*** Block opens ***

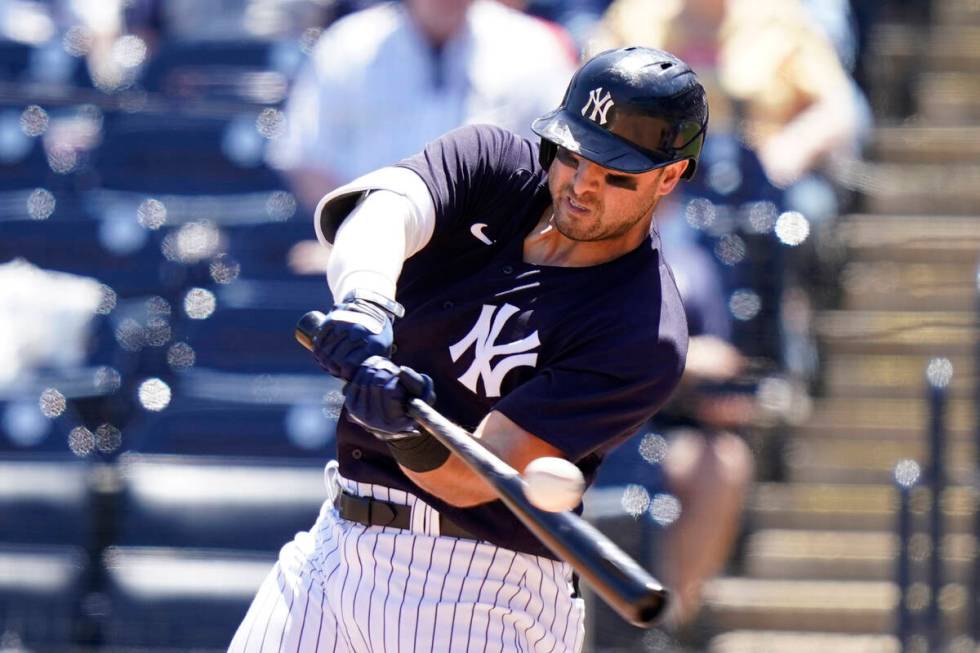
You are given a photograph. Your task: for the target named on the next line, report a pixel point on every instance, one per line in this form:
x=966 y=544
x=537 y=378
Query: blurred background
x=812 y=486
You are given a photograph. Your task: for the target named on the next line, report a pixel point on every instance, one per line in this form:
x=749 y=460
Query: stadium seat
x=45 y=500
x=248 y=428
x=40 y=593
x=217 y=503
x=179 y=600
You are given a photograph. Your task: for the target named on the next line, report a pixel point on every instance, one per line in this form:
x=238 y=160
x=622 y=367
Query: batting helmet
x=632 y=110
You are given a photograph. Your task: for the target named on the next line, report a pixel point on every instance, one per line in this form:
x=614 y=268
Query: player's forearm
x=454 y=483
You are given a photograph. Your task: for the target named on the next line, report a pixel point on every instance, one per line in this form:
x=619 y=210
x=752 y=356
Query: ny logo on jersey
x=600 y=104
x=483 y=338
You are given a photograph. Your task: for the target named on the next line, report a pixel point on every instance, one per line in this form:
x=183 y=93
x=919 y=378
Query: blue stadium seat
x=40 y=592
x=182 y=154
x=217 y=503
x=247 y=428
x=179 y=600
x=44 y=500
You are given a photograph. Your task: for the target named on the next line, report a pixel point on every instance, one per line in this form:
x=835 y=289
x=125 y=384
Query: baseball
x=553 y=484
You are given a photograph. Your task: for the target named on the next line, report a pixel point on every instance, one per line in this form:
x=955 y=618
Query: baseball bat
x=618 y=579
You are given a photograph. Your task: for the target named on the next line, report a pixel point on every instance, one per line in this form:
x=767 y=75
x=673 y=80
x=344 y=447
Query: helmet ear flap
x=547 y=153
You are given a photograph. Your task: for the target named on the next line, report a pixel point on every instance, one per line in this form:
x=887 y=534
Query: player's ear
x=671 y=174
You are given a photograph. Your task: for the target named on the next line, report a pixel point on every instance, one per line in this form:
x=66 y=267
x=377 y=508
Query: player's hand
x=355 y=329
x=378 y=397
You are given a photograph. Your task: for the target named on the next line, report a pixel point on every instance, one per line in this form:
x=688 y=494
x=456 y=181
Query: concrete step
x=850 y=459
x=849 y=507
x=836 y=555
x=900 y=236
x=815 y=605
x=888 y=418
x=889 y=376
x=913 y=286
x=928 y=334
x=949 y=97
x=956 y=12
x=918 y=143
x=767 y=641
x=910 y=188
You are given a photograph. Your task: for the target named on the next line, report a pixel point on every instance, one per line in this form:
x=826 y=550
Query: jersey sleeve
x=474 y=169
x=593 y=399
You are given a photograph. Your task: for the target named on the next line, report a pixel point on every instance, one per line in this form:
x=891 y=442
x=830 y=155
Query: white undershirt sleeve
x=393 y=221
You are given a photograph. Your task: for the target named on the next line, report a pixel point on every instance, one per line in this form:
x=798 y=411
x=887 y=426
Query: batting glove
x=355 y=329
x=378 y=397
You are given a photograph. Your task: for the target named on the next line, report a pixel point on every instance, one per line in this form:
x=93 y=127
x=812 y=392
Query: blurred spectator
x=384 y=81
x=700 y=460
x=770 y=65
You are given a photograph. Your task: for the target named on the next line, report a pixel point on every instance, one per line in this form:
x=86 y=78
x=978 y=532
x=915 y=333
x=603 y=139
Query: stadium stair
x=818 y=568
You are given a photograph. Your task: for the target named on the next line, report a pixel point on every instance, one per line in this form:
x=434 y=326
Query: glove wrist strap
x=390 y=306
x=420 y=452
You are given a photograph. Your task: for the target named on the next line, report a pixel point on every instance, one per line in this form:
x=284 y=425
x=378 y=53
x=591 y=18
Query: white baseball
x=553 y=484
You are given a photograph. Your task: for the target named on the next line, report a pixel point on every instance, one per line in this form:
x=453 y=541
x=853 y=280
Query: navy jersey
x=580 y=357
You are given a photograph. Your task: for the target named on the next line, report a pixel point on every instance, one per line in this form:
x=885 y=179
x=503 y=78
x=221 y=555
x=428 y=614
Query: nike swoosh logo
x=477 y=231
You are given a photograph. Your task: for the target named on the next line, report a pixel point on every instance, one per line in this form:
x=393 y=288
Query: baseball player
x=522 y=287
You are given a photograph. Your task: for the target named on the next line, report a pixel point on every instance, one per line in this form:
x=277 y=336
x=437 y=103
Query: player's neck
x=545 y=245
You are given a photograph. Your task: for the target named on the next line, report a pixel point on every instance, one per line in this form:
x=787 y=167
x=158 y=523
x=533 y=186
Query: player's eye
x=566 y=157
x=622 y=181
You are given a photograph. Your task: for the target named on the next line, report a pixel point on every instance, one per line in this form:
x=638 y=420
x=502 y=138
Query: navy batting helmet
x=632 y=110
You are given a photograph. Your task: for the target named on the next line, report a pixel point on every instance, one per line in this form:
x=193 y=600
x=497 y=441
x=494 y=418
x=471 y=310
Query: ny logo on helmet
x=482 y=337
x=600 y=105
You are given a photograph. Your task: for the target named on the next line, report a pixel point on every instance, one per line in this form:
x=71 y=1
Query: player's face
x=593 y=203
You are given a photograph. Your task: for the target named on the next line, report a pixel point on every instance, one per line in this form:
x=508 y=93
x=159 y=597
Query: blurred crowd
x=160 y=160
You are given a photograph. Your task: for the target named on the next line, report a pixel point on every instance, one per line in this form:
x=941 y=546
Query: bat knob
x=308 y=328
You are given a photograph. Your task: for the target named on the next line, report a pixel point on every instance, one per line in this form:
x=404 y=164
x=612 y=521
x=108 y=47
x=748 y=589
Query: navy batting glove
x=378 y=397
x=355 y=329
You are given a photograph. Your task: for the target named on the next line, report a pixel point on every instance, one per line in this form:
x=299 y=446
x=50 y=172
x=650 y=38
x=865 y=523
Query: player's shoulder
x=495 y=148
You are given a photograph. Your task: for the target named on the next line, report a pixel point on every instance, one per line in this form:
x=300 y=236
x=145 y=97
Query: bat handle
x=308 y=328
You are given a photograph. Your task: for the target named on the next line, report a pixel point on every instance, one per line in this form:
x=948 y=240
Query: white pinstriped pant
x=350 y=588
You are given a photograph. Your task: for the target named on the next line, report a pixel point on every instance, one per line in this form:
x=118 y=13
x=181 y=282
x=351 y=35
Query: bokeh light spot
x=700 y=213
x=181 y=356
x=107 y=302
x=224 y=269
x=281 y=205
x=309 y=38
x=907 y=473
x=52 y=403
x=34 y=120
x=653 y=448
x=730 y=250
x=744 y=304
x=792 y=228
x=635 y=500
x=130 y=335
x=107 y=379
x=271 y=123
x=665 y=509
x=81 y=441
x=107 y=438
x=152 y=214
x=939 y=372
x=40 y=204
x=154 y=394
x=199 y=303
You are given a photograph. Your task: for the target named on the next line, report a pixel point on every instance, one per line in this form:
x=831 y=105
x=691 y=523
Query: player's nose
x=588 y=177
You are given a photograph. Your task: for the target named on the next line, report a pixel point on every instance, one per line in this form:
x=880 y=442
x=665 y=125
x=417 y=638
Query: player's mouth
x=575 y=208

*** Block closes ***

> **WHAT IS REQUIRED**:
Skip the pictures. Restate exactly the lines from the start of the entries through the line containing "x=919 y=378", both ends included.

> **SOLUTION TO THIS PROBLEM**:
You are given a photograph. Your task: for the target named on the next line, report a pixel point on every instance, one per line in this form:
x=966 y=544
x=537 y=378
Query: blurred background
x=812 y=486
You are given a photograph. Your task: for the target named on the next line, report a pixel point on every instance, one per line in this form:
x=749 y=460
Query: stadium seat
x=45 y=500
x=248 y=428
x=40 y=593
x=217 y=503
x=179 y=600
You are given a photograph. Your task: for the target named on the next line, report a pixel point on every instance, one per line in this form:
x=238 y=160
x=622 y=367
Query: batting helmet
x=632 y=110
You are given a photograph. Your task: for the target named on the next line, report a pixel point on every instance, one per line in this form:
x=614 y=268
Query: player's forearm
x=454 y=483
You are given a photograph. Your task: for the target named on the next line, report a pixel point on every instance, one per line in this form:
x=619 y=210
x=752 y=356
Query: ny logo on jersey
x=600 y=104
x=483 y=338
You are given a photograph. Your task: for the target named on the next line, report a pixel point on every instance, one per line in this form:
x=183 y=93
x=919 y=378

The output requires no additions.